▶ [GIVEN TASK 1]:
Can you express the lines of the records as a Markdown table with columns Row and Line, starting with the line with "Mark the region of every instance of the blurred" and going on through the line with "POLYGON ((335 142, 341"? Skip blank lines and leave the pictures out.

===

2. Masked Satellite Attention (MSA): Asymmetric attention for unidirectional isolation
The root cause of VGGT's performance crash is "pollution" of ground/aerial features by satellite features through global self-attention. As satellite images are near-orthogonal and at extreme altitudes, bidirectional interaction biases healthy representations. MSA implements standard intra-frame self-attention followed by a directional mask in each GAS encoder block: satellite tokens can attend to ground/aerial tokens, but the reverse is prohibited by setting the Sat \(\rightarrow\) Gnd/Aerial attention matrix values to \(-\infty\). Thus, ground/aerial tokens never "see" the satellite, preserving VGGT's zero-shot capabilities, while satellite tokens unidirectionally absorb information for self-localization.

===

▶ [GIVEN TASK 2]:
Can you retype the whole Masked Satellite Attention passage without changing anything?

===

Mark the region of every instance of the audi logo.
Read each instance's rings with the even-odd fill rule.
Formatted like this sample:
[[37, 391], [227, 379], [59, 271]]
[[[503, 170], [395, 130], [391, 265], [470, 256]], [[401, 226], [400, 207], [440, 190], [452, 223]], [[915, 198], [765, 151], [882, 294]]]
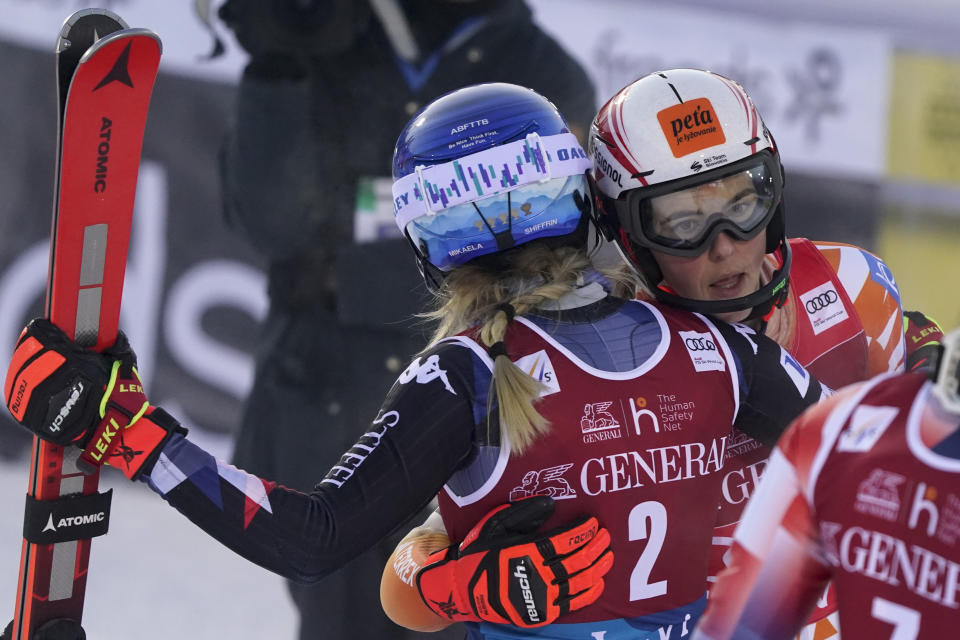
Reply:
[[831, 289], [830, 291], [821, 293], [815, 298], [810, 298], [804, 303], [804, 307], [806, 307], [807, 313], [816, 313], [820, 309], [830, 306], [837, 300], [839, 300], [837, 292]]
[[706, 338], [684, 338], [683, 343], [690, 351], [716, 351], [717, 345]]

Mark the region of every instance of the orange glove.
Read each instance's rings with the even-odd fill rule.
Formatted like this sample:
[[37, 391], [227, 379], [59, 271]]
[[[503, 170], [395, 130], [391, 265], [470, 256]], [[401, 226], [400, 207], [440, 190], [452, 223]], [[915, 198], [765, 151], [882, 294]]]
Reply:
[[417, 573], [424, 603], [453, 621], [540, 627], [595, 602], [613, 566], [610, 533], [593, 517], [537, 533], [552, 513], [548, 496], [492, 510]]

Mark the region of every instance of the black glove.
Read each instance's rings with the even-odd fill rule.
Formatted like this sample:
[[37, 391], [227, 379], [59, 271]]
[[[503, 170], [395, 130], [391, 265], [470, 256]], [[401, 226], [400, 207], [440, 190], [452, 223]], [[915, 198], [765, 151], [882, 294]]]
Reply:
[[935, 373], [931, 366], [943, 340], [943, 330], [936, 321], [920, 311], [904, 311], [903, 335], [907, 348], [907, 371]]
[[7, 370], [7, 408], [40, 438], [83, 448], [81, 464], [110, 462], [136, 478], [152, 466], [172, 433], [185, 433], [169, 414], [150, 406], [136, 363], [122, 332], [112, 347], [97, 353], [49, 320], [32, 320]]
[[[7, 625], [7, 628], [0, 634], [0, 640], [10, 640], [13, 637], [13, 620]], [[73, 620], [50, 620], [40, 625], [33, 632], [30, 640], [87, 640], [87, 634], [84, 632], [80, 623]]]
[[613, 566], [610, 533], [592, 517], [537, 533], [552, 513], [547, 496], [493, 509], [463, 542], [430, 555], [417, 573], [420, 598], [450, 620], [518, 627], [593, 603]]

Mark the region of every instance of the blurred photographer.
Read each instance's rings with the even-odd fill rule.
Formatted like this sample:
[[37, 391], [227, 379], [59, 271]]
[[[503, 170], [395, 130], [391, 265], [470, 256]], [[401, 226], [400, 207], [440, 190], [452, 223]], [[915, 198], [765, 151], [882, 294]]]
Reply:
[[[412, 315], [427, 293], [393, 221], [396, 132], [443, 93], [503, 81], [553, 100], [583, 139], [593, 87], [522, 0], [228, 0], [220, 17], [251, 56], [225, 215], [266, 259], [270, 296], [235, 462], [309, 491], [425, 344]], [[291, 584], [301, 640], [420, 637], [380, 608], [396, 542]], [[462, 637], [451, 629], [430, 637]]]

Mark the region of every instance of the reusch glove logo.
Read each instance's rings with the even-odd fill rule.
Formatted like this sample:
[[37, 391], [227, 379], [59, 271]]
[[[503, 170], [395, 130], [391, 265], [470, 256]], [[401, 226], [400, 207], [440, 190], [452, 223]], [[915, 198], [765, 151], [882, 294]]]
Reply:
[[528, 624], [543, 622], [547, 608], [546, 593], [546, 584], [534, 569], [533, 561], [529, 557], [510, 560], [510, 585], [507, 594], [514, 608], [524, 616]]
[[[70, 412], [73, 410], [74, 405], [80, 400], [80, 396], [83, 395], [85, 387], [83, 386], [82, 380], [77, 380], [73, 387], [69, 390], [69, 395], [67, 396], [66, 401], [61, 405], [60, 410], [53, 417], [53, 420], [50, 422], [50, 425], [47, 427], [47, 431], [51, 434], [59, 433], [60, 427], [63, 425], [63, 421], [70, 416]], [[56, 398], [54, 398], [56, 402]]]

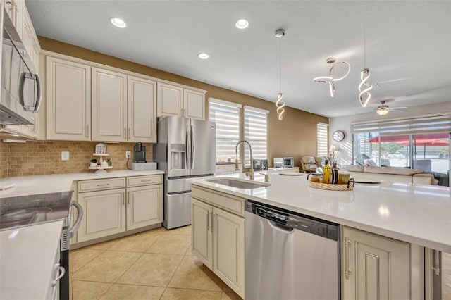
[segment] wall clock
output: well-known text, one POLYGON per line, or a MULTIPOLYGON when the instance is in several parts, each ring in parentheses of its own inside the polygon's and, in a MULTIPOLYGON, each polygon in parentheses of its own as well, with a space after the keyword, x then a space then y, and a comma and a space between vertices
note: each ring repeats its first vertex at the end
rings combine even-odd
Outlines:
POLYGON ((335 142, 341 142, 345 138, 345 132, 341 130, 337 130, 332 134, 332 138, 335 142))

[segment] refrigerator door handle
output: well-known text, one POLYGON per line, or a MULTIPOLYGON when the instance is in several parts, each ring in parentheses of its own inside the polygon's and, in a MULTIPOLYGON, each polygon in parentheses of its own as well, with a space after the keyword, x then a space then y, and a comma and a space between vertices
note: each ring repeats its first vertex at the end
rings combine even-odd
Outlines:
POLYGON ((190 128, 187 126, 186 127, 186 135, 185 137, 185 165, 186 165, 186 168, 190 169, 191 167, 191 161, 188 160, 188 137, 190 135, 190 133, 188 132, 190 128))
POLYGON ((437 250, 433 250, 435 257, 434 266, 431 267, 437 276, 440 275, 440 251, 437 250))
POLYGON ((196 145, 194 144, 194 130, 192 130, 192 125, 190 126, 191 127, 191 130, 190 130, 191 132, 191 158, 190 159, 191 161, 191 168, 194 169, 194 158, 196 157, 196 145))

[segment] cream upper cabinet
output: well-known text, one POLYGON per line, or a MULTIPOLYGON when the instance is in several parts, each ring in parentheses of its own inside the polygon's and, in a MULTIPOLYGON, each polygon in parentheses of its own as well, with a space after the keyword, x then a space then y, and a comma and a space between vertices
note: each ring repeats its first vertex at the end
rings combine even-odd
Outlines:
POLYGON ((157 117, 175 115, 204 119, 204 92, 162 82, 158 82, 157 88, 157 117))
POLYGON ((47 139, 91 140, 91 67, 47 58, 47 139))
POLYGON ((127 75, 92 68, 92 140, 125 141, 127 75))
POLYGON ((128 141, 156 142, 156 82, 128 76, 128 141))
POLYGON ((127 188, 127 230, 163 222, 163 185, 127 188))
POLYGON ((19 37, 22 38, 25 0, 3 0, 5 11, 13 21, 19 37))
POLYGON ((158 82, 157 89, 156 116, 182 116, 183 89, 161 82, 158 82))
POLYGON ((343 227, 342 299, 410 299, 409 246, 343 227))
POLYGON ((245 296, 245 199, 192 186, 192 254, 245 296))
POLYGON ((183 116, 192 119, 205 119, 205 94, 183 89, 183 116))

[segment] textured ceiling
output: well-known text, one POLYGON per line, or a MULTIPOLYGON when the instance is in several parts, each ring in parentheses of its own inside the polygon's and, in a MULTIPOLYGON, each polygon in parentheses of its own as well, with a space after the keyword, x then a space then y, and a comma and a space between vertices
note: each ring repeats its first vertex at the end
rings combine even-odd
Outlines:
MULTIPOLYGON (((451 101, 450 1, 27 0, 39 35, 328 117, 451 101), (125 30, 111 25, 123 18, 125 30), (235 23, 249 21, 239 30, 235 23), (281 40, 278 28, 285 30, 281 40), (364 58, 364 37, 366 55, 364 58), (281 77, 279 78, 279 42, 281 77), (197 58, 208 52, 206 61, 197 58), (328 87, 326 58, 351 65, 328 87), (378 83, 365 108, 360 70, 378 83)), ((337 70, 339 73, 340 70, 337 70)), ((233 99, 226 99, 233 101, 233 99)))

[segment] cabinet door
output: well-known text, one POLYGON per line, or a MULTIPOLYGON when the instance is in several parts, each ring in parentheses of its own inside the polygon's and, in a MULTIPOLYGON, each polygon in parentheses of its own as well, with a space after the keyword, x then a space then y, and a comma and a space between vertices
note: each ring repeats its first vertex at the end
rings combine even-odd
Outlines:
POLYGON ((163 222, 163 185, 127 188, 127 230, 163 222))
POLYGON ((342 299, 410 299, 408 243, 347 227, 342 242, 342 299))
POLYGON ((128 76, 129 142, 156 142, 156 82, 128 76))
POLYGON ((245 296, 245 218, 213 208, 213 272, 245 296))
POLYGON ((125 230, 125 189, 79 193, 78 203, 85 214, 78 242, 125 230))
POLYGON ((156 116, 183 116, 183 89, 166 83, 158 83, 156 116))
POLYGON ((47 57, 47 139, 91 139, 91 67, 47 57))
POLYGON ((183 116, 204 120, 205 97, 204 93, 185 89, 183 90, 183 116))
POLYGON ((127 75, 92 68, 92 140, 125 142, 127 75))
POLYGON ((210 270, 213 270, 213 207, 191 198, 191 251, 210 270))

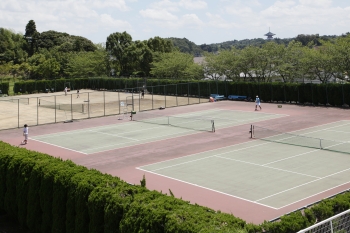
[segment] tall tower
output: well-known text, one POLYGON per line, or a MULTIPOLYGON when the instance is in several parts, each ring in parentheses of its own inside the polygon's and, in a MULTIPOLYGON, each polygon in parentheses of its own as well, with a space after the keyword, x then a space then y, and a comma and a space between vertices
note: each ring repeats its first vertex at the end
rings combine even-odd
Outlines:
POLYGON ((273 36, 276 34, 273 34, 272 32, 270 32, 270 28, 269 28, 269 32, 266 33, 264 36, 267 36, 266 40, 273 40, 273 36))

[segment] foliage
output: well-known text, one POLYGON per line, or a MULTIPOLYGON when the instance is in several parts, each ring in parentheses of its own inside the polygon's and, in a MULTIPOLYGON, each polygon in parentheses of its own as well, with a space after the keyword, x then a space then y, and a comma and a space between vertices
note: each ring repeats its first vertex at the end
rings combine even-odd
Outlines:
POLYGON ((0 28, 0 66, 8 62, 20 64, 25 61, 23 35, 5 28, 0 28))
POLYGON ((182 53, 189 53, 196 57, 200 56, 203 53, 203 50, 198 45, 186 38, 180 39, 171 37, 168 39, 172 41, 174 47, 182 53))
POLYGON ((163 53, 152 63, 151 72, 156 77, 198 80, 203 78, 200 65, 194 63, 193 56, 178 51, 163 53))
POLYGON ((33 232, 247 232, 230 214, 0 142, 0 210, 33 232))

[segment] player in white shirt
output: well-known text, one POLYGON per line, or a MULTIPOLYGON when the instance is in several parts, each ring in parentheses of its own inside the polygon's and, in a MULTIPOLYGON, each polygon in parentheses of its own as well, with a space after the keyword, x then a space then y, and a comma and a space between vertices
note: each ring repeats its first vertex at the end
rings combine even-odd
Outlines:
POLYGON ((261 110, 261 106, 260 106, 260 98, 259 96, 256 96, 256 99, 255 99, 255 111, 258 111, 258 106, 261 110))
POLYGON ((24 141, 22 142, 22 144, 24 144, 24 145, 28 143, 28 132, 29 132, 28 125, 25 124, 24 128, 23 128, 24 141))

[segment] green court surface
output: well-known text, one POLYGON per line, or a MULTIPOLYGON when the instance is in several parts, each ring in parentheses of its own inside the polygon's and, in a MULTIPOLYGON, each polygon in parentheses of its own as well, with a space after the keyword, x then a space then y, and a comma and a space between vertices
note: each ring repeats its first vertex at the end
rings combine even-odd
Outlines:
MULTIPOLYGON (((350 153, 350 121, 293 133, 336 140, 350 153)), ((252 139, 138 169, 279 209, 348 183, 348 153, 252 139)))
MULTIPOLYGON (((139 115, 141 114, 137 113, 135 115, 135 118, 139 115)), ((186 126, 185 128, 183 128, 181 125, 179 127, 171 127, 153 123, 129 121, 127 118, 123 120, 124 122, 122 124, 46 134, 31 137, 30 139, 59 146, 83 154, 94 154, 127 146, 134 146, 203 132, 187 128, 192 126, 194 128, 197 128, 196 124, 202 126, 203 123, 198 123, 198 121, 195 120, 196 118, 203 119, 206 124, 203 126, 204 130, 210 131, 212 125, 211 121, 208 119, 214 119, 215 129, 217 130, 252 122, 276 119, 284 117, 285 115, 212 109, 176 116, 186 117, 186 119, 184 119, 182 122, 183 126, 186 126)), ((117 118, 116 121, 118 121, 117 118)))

===

▶ [EXPECTED OUTPUT 1]:
| Row | Line |
|---|---|
| 1 | Mark the region of every instance of the blurred photographer. |
| 2 | Read each instance's rings with the even-odd fill rule. |
| 3 | Formatted like this sample: |
| 4 | [[37, 391], [227, 379], [59, 271]] |
| 5 | [[[503, 170], [395, 130], [391, 265], [470, 256]], [[401, 226], [400, 207], [440, 190], [452, 223]], [[915, 198], [765, 151], [882, 294]]] |
| 6 | Reply: |
| 7 | [[[412, 315], [427, 293], [393, 221], [396, 132], [443, 93], [503, 81], [553, 100], [583, 139], [593, 87], [522, 0], [228, 0], [220, 17], [251, 56], [225, 215], [266, 259], [270, 296], [235, 462], [309, 491], [425, 344]], [[291, 584], [301, 640], [420, 637], [380, 608], [396, 542]], [[462, 637], [451, 629], [430, 637]]] |
| 8 | Mark the region of every instance of the reusch glove logo. |
| 9 | Read each instance's rings with the even-odd fill rule. |
| 10 | Formatted like this sample: |
| 11 | [[37, 391], [227, 379], [59, 271]] |
| 12 | [[[503, 170], [395, 130], [391, 265], [470, 256]], [[401, 226], [400, 207], [440, 190], [452, 223]], [[915, 198], [765, 151], [882, 294]]] |
| 13 | Reply: |
| 14 | [[528, 624], [543, 622], [547, 608], [546, 593], [546, 584], [534, 569], [533, 561], [529, 557], [510, 560], [510, 585], [507, 594], [514, 608], [524, 616]] |
| 15 | [[[70, 412], [73, 410], [74, 405], [80, 400], [80, 396], [83, 395], [85, 387], [83, 386], [82, 380], [77, 380], [73, 387], [69, 390], [69, 395], [67, 396], [66, 401], [61, 405], [60, 410], [53, 417], [53, 420], [50, 422], [50, 425], [47, 427], [47, 431], [51, 434], [59, 433], [60, 427], [63, 425], [63, 421], [70, 416]], [[56, 398], [54, 398], [56, 402]]] |
| 16 | [segment] wall clock |
| 17 | output: well-known text, one POLYGON per line, or a MULTIPOLYGON when the instance is in several parts, each ring in parentheses of its own inside the polygon's and, in a MULTIPOLYGON, each polygon in parentheses of its own as well, with a space after the keyword, x then a space then y, and a comma and a space between vertices |
| 18 | note: each ring repeats its first vertex at the end |
| 19 | rings combine even-odd |
| 20 | Outlines: |
| 21 | POLYGON ((335 142, 341 142, 345 138, 345 132, 341 130, 337 130, 332 134, 332 138, 335 142)) |

▶ [EXPECTED OUTPUT 2]:
2. Masked Satellite Attention (MSA): Asymmetric attention for unidirectional isolation
The root cause of VGGT's performance crash is "pollution" of ground/aerial features by satellite features through global self-attention. As satellite images are near-orthogonal and at extreme altitudes, bidirectional interaction biases healthy representations. MSA implements standard intra-frame self-attention followed by a directional mask in each GAS encoder block: satellite tokens can attend to ground/aerial tokens, but the reverse is prohibited by setting the Sat \(\rightarrow\) Gnd/Aerial attention matrix values to \(-\infty\). Thus, ground/aerial tokens never "see" the satellite, preserving VGGT's zero-shot capabilities, while satellite tokens unidirectionally absorb information for self-localization.